## EXERCISE DETAILS
Write out all the material below again, replacing every "Target" with "Category" and keeping everything else the same. Leave the pictures out of your answer.

## DATA ENTRIES
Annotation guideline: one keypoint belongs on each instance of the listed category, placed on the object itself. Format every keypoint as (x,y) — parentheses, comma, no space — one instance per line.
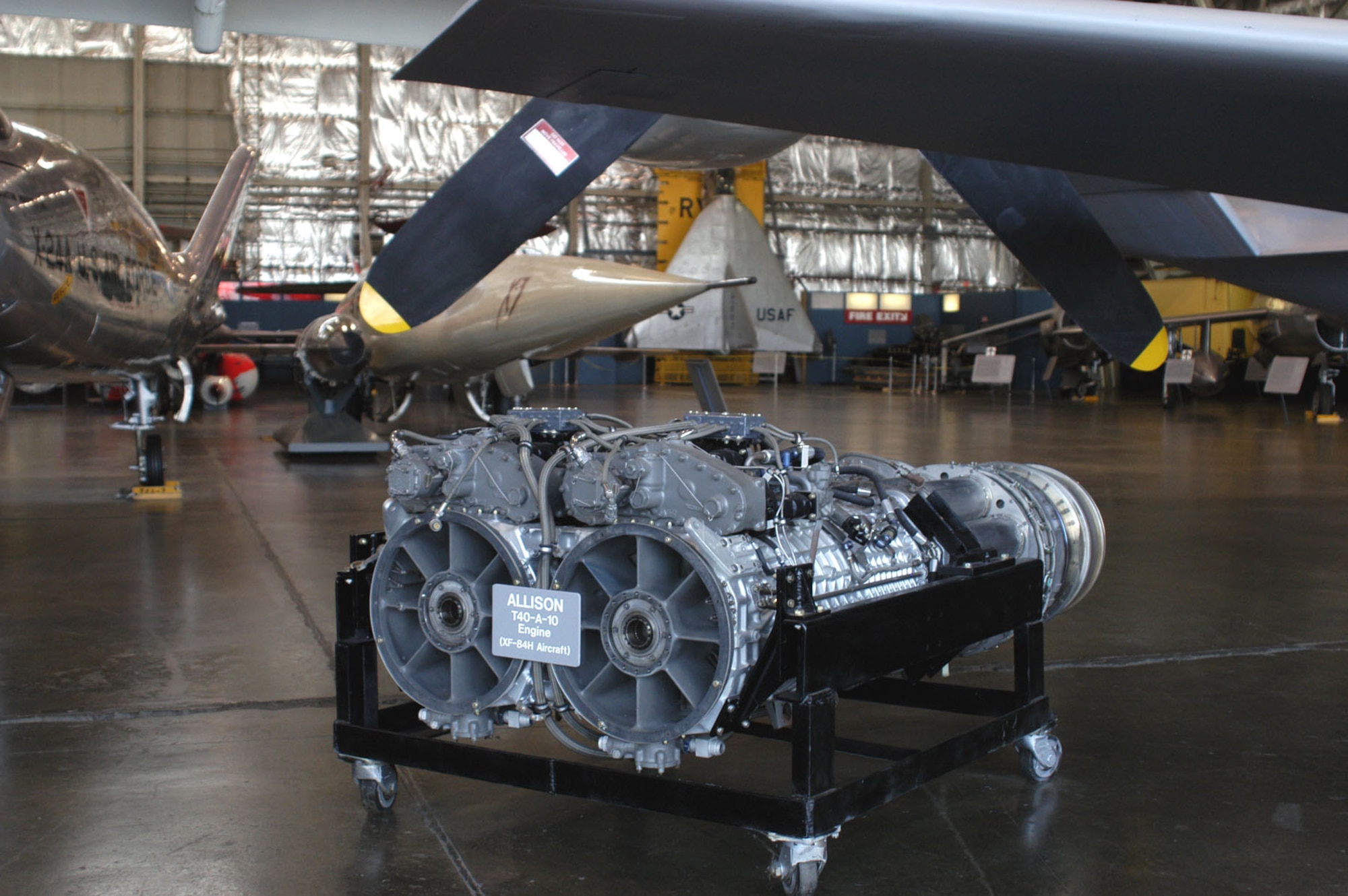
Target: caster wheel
(375,798)
(803,881)
(1040,757)
(153,461)
(378,786)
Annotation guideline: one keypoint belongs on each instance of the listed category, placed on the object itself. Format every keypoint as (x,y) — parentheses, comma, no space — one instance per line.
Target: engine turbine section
(669,541)
(432,618)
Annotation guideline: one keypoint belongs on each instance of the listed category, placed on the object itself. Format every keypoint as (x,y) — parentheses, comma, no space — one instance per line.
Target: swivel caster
(1040,755)
(799,863)
(378,785)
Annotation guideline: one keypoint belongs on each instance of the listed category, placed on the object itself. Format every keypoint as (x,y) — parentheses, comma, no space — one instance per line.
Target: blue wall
(977,311)
(274,316)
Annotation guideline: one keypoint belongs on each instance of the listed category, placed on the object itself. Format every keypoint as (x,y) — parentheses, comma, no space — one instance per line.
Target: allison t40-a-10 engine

## TASK ANSWER
Annotation guideline: one keypoint belongs on each instance of the listed category, placed on the object itself. Format every keypoint as (x,y) — parentheses, comma, no space — one instance per line.
Category: caster wheel
(375,798)
(803,881)
(1040,757)
(153,461)
(378,786)
Annotation guideline: one keypoint belongs on each instance of the listed category, placed on the object itself. Format every keypoint as (x,y) — parentheses, comma, no space — one instance per line.
Category: engine turbine section
(669,541)
(432,618)
Annotation guideline: one keypoint belongs on each instance of the listed category, placed on the object itself. Format every keypoint as (x,y) — parentheses, comma, no space — one instance per line.
Category: swivel caster
(1040,755)
(799,863)
(378,785)
Annotation guideline: one keypoint belongs on each instance of the listed category, placed on the object itself. Format every keypoint as (x,y) — parentheses, comma, no space — one instance per line.
Category: blue wall
(977,311)
(274,316)
Annotation guideline: one keypoint belongs on each instance of the listed category, placed on the object itself. Format every keypoint as (x,y) — parentheses, comma, no space — one instance per line.
Category: allison t40-a-10 engine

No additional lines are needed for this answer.